Count the lines below that hold "output". Give the number without comment.

INFORMATION PROVIDED:
****

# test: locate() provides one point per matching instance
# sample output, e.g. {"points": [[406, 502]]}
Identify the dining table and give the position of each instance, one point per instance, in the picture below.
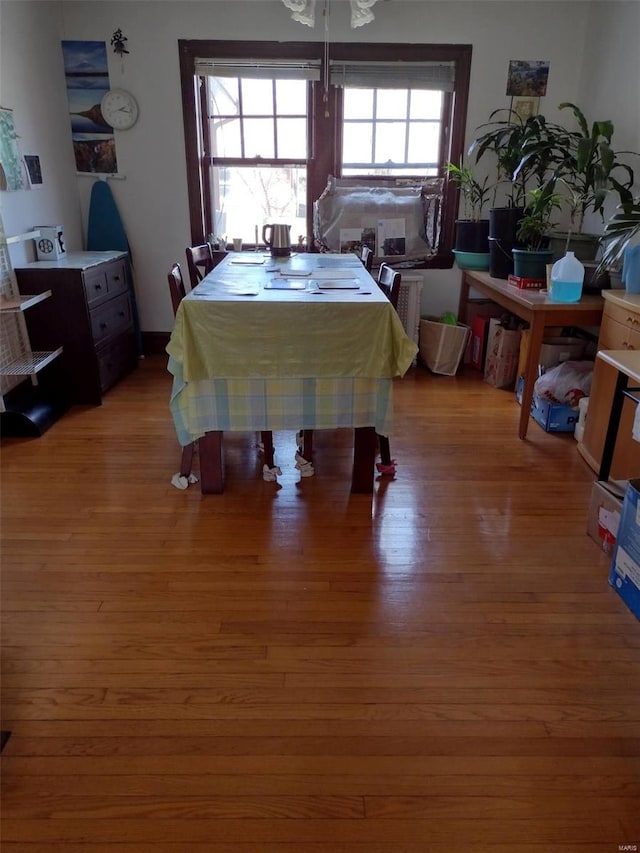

****

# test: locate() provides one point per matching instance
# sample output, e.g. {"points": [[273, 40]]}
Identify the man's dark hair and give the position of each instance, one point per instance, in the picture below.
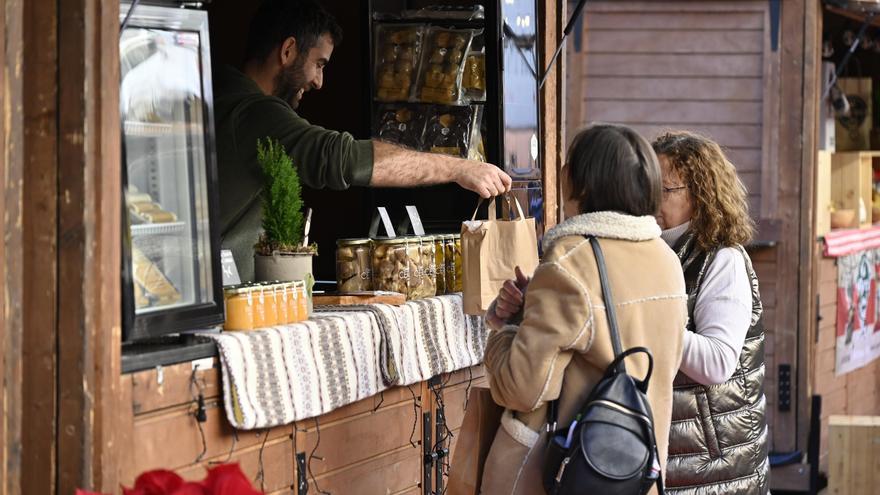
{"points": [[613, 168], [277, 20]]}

****

SOLUTION: 2